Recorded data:

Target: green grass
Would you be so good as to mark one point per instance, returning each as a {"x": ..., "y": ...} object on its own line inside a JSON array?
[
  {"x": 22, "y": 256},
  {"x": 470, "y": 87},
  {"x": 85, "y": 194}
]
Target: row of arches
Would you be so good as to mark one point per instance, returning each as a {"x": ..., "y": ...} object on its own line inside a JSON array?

### Brief
Please write out the entries above in full, exactly as they read.

### Task response
Target: green grass
Would you be so good as to mark one point per instance, returning each as a {"x": ..., "y": ...} object on its own line inside a JSON array?
[
  {"x": 22, "y": 256},
  {"x": 470, "y": 87},
  {"x": 85, "y": 194}
]
Target: row of arches
Would you be so good as to mark one point per instance, returning each as a {"x": ..., "y": ...} object on its own line inside a JSON array?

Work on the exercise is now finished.